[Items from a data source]
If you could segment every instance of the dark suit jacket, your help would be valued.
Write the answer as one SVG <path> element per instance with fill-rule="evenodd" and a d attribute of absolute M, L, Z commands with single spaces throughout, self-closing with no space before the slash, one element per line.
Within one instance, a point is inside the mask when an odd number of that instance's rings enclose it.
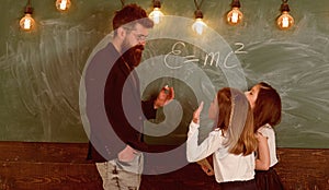
<path fill-rule="evenodd" d="M 90 122 L 88 158 L 94 162 L 111 161 L 117 157 L 126 144 L 147 151 L 147 145 L 141 141 L 143 122 L 155 118 L 156 109 L 152 99 L 141 102 L 138 75 L 125 66 L 112 44 L 98 52 L 91 64 L 109 64 L 110 71 L 103 88 L 107 123 Z M 88 105 L 92 106 L 92 102 Z"/>

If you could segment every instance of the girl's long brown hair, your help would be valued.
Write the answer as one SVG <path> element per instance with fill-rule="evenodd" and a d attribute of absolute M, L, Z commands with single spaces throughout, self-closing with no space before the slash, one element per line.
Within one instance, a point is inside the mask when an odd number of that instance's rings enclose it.
<path fill-rule="evenodd" d="M 226 146 L 236 155 L 249 155 L 257 149 L 253 133 L 253 115 L 245 94 L 238 90 L 225 87 L 217 93 L 217 128 L 227 135 Z"/>
<path fill-rule="evenodd" d="M 269 123 L 274 127 L 281 121 L 281 98 L 269 84 L 261 82 L 253 108 L 254 131 Z"/>

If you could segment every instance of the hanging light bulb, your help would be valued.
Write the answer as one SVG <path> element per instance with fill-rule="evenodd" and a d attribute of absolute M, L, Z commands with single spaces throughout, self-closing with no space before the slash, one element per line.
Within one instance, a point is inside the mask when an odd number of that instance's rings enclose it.
<path fill-rule="evenodd" d="M 294 17 L 290 15 L 290 7 L 287 0 L 283 1 L 281 4 L 281 15 L 276 20 L 276 24 L 280 29 L 288 29 L 294 25 Z"/>
<path fill-rule="evenodd" d="M 35 21 L 32 17 L 33 8 L 31 7 L 30 0 L 27 1 L 27 4 L 25 7 L 24 13 L 25 15 L 20 21 L 20 26 L 24 31 L 31 31 L 34 25 Z"/>
<path fill-rule="evenodd" d="M 160 11 L 161 2 L 160 0 L 154 0 L 154 11 L 148 15 L 155 24 L 159 24 L 163 13 Z"/>
<path fill-rule="evenodd" d="M 202 11 L 196 10 L 195 11 L 195 22 L 192 25 L 192 29 L 198 35 L 202 35 L 205 27 L 207 27 L 207 25 L 203 22 L 202 19 L 203 19 Z"/>
<path fill-rule="evenodd" d="M 241 22 L 243 14 L 239 10 L 240 8 L 240 1 L 239 0 L 232 0 L 231 2 L 231 11 L 227 13 L 227 22 L 230 25 L 236 25 Z"/>
<path fill-rule="evenodd" d="M 59 11 L 66 11 L 71 7 L 70 0 L 56 0 L 56 8 Z"/>

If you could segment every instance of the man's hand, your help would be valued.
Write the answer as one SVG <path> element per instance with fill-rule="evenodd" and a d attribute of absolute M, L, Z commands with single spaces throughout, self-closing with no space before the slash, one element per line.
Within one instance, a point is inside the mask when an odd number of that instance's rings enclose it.
<path fill-rule="evenodd" d="M 214 169 L 207 158 L 201 159 L 197 162 L 197 164 L 201 166 L 202 170 L 207 175 L 207 176 L 214 176 Z"/>
<path fill-rule="evenodd" d="M 173 87 L 169 87 L 168 85 L 166 85 L 164 87 L 161 88 L 157 99 L 155 100 L 155 109 L 166 106 L 173 98 L 174 98 Z"/>

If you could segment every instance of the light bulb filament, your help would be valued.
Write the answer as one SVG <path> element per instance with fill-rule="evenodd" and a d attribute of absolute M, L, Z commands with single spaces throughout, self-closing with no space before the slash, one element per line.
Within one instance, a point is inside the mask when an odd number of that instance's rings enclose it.
<path fill-rule="evenodd" d="M 67 5 L 67 1 L 66 0 L 63 0 L 59 4 L 59 9 L 60 10 L 66 10 L 66 5 Z"/>
<path fill-rule="evenodd" d="M 198 17 L 195 20 L 194 24 L 192 25 L 192 28 L 196 34 L 202 35 L 206 26 L 207 25 L 202 21 L 202 19 Z"/>
<path fill-rule="evenodd" d="M 159 8 L 155 8 L 154 11 L 149 14 L 149 17 L 154 20 L 155 24 L 159 24 L 163 13 L 160 11 Z"/>
<path fill-rule="evenodd" d="M 24 29 L 30 29 L 31 28 L 31 20 L 30 19 L 25 19 L 24 20 Z"/>

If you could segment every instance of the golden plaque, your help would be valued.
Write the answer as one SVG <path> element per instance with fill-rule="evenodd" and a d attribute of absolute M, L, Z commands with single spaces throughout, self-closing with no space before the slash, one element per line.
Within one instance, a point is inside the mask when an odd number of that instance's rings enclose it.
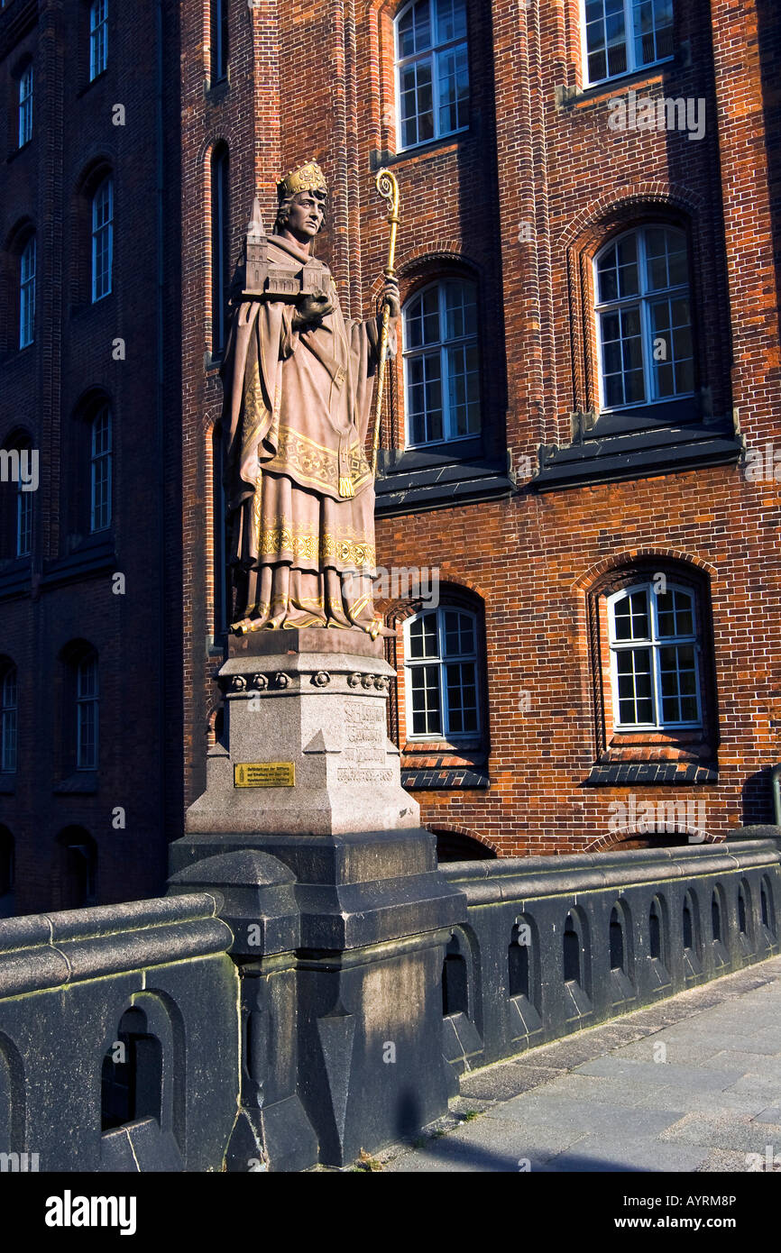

### GOAL OF THE EXERCISE
Using the records above, output their complete text exactly, minus any images.

### EXERCISE RESULT
If you could segment every instance of the dark suit jacket, your help would be valued.
Write the answer as one SVG <path> element per instance with fill-rule="evenodd" and a d attribute of absolute M, L, Z commands with single spaces throughout, self-closing with no space before the slash, one element per line.
Within one instance, a point is inside the mask when an odd number of that instance's rings enclose it.
<path fill-rule="evenodd" d="M 90 122 L 88 158 L 94 162 L 111 161 L 117 157 L 126 144 L 147 151 L 147 145 L 141 141 L 143 122 L 155 118 L 156 109 L 152 99 L 141 102 L 138 75 L 125 66 L 112 44 L 98 52 L 91 64 L 109 64 L 110 71 L 103 88 L 107 123 Z M 88 105 L 92 106 L 92 102 Z"/>

If you could segment every instance of the girl's long brown hair, your help would be valued.
Write the answer as one SVG <path> element per instance with fill-rule="evenodd" and a d attribute of absolute M, L, Z commands with single spaces throughout, self-closing with no space before the slash, one element per line.
Within one instance, a point is inside the mask when an odd number of that instance's rings enclose it.
<path fill-rule="evenodd" d="M 226 146 L 236 155 L 249 155 L 257 149 L 253 133 L 253 115 L 245 94 L 238 90 L 225 87 L 217 93 L 217 128 L 227 135 Z"/>
<path fill-rule="evenodd" d="M 269 123 L 274 127 L 281 121 L 281 98 L 269 84 L 261 82 L 253 108 L 254 131 Z"/>

If you could segment every instance of the hanging light bulb, your help would be valued.
Write the answer as one SVG <path> element per instance with fill-rule="evenodd" and a d attribute of absolute M, L, Z commands with single spaces throughout, self-closing with no space before the slash, one element per line.
Within one instance, a point is inside the mask when an odd number of that instance's rings enclose it.
<path fill-rule="evenodd" d="M 294 17 L 290 15 L 290 7 L 287 0 L 283 1 L 281 4 L 281 15 L 276 20 L 276 24 L 280 29 L 288 29 L 294 25 Z"/>
<path fill-rule="evenodd" d="M 35 21 L 32 17 L 33 8 L 31 7 L 30 0 L 27 1 L 27 4 L 25 7 L 24 13 L 25 15 L 20 21 L 20 26 L 24 31 L 31 31 L 34 25 Z"/>
<path fill-rule="evenodd" d="M 160 11 L 161 2 L 160 0 L 154 0 L 154 11 L 148 15 L 155 24 L 159 24 L 163 13 Z"/>
<path fill-rule="evenodd" d="M 202 11 L 196 10 L 195 11 L 195 22 L 192 25 L 192 29 L 198 35 L 202 35 L 205 27 L 207 27 L 207 25 L 203 22 L 202 19 L 203 19 Z"/>
<path fill-rule="evenodd" d="M 241 22 L 243 14 L 239 10 L 240 8 L 240 1 L 239 0 L 232 0 L 231 2 L 231 11 L 227 13 L 227 22 L 230 25 L 236 25 Z"/>
<path fill-rule="evenodd" d="M 59 11 L 66 11 L 71 7 L 70 0 L 56 0 L 56 8 Z"/>

If you could segment every instance of the man's hand, your help would be valued.
Write the answer as one SVG <path> element per instance with fill-rule="evenodd" and a d attribute of absolute M, L, Z commands with single spaces throughout, self-closing with no space before the slash, one element per line.
Within one instance, a point is inside the mask when an odd number of that instance's rings enclose it.
<path fill-rule="evenodd" d="M 214 169 L 207 158 L 201 159 L 197 162 L 197 164 L 201 166 L 202 170 L 207 175 L 207 176 L 214 176 Z"/>
<path fill-rule="evenodd" d="M 173 87 L 169 87 L 168 85 L 166 85 L 164 87 L 161 88 L 157 99 L 155 100 L 155 109 L 166 106 L 173 98 L 174 98 Z"/>

If you could segment every instance of the light bulb filament, your help would be valued.
Write the answer as one SVG <path> element per instance with fill-rule="evenodd" and a d attribute of absolute M, L, Z commands with single spaces throughout, self-closing with no space before the slash, one element per line.
Within one instance, a point is inside the mask when an odd number of that instance's rings enclose it.
<path fill-rule="evenodd" d="M 67 5 L 67 1 L 66 0 L 63 0 L 59 4 L 59 9 L 60 10 L 66 10 L 66 5 Z"/>
<path fill-rule="evenodd" d="M 198 17 L 195 20 L 194 24 L 192 25 L 192 28 L 196 34 L 202 35 L 206 26 L 207 25 L 202 21 L 202 19 Z"/>
<path fill-rule="evenodd" d="M 159 8 L 155 8 L 154 11 L 149 14 L 149 17 L 154 20 L 155 24 L 159 24 L 163 13 L 160 11 Z"/>
<path fill-rule="evenodd" d="M 24 29 L 30 29 L 31 28 L 31 20 L 30 19 L 25 19 L 24 20 Z"/>

If you could segment every instance of the golden plaque, your help would be valued.
Write the answer as one SVG <path> element per instance with fill-rule="evenodd" and a d attribute of absolute M, L, Z commands with single spaces throughout, self-closing with no space before the slash, one element per line.
Within one instance, a point is inside the mask when an odd number of that instance's rings enclose it.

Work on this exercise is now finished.